Data for processing:
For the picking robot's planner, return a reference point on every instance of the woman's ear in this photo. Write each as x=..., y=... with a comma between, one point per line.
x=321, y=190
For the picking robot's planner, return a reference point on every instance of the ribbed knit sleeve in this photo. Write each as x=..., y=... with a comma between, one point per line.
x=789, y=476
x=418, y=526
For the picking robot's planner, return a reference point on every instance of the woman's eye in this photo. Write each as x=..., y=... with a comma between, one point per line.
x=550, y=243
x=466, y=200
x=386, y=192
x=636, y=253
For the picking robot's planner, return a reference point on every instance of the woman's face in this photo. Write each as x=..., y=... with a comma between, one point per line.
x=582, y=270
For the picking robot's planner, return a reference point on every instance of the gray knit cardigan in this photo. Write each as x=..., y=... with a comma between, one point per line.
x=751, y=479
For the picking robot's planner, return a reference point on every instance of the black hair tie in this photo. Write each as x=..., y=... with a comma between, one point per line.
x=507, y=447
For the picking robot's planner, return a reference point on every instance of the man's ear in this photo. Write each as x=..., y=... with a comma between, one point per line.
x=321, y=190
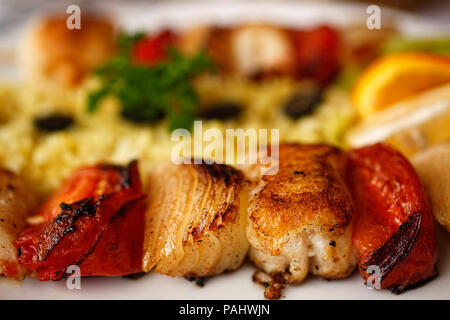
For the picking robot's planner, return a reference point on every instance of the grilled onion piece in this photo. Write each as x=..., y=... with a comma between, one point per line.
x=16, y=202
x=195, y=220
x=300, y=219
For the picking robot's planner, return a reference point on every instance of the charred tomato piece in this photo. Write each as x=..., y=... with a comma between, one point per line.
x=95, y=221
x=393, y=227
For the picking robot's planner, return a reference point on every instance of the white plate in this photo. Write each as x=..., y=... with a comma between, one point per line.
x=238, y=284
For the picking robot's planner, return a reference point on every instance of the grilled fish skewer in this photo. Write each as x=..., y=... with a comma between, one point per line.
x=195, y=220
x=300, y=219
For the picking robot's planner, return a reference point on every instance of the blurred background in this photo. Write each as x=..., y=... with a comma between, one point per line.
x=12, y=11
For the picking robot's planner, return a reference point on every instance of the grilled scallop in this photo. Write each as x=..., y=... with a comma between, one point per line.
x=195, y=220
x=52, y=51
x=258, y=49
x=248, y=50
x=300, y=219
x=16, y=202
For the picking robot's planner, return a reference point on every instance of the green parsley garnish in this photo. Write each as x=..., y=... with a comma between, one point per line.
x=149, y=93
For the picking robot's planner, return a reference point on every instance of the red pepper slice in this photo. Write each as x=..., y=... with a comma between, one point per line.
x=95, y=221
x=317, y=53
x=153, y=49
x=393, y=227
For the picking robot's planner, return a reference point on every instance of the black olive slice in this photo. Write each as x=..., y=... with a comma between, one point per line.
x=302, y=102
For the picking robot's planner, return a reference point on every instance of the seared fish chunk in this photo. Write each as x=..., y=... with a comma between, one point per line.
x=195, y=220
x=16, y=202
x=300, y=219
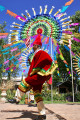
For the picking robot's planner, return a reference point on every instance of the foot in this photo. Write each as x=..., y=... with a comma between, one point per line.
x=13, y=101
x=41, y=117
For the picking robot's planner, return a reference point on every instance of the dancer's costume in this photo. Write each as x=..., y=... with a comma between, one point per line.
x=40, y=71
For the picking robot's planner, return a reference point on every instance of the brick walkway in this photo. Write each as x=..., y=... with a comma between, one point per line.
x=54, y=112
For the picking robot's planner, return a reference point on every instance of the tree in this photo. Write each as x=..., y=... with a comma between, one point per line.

What the task requires:
Please rewrite the data above, replacing "reference point" with "target point" and keeping everything else unchanged. Leave the pictures out of your answer.

Answer below:
For the picking robot's planner, return a target point on every instance of the woman's ear in this photo. Write each as x=..., y=... with a comma between, one point per line.
x=321, y=190
For the picking robot's planner, return a target point on every instance of the ribbed knit sleeve in this photo. Write each as x=..., y=... with a comma between, one point per line.
x=789, y=476
x=418, y=526
For the picking robot's planner, return a target point on every instance of the woman's eye in this photo. Write each as x=..., y=... with a comma between, one point per line.
x=550, y=243
x=466, y=200
x=386, y=192
x=636, y=253
For the picking robot's planner, return a target point on every instance of the woman's face in this photo. Write each as x=..., y=... with a comma between, one point per line.
x=582, y=270
For the picking robot's planner, return a target point on every instance of the gray knit cardigan in this photo. Write each as x=..., y=... with a comma between, one point per line.
x=751, y=479
For the picking robot's planner, return a target point on every instance of the black hair tie in this photo. Write each as x=..., y=... with a comma between, one point per line.
x=507, y=447
For the picking robot's planner, return a target point on every instance of the man's ear in this photo. Write each as x=..., y=... with a comma between, one point per line.
x=321, y=190
For the picking robot's planner, return a target point on every instance of the grilled onion piece in this photo. Write each as x=..., y=... with a comma between, one point per line.
x=16, y=202
x=195, y=220
x=300, y=219
For the picking robot's planner, return a target point on every instance of the charred tomato piece in this photo. Write each as x=..., y=... with a comma between, one point per line.
x=95, y=221
x=393, y=227
For the picking robot's planner, return a target point on every instance of the white plate in this photo. Write each as x=..., y=... with a comma between, one point per line.
x=238, y=284
For the picking robot's planner, return a target point on every instance of the grilled fish skewer in this photo. Write each as x=..., y=... with a comma between, one point per line.
x=195, y=220
x=300, y=219
For the picking robot's planner, return a target point on every instance of the blurred background in this photo. Write each as x=..., y=... with a comma between, one point per line.
x=12, y=11
For the picking robot's planner, return a target point on every instance of the grilled scallop in this photo. Write each as x=..., y=... with a comma between, one point per line.
x=195, y=220
x=52, y=51
x=258, y=49
x=248, y=50
x=300, y=219
x=16, y=202
For the picking robot's planner, return a target point on every instance of the green parsley garnish in this photo. Write each as x=..., y=... with a comma between, one point per line.
x=149, y=93
For the picking robot's planner, return a target point on every instance of the red pepper slice in this photo. Write each as x=..., y=... with a comma between, one point per line.
x=95, y=221
x=317, y=53
x=153, y=49
x=393, y=227
For the picking robot's planner, return a target point on every instance of the black olive slice in this photo. Write each as x=..., y=... with a comma between, one point per line.
x=302, y=102
For the picking robot's planner, return a target point on every instance of the seared fish chunk in this photo. Write each as x=..., y=... with a comma between, one point per line.
x=195, y=220
x=16, y=202
x=300, y=219
For the picking robot's planner, return a target point on every instance of the foot in this photo. Write each as x=..., y=... with a comma between, one point per line.
x=13, y=101
x=41, y=117
For the picking robot's planner, return a target point on every instance of the dancer's costume in this photo. Write each as x=..., y=... with a comma between, one point per line.
x=40, y=71
For the picking robot's planner, return a target point on every instance of the brick walkway in this photo. Write each as x=..., y=... with a comma between, one point per line.
x=54, y=112
For the picking robot's planner, return a target point on every instance of the tree in this photo. Write each as x=..., y=... with a comma between, one point per line.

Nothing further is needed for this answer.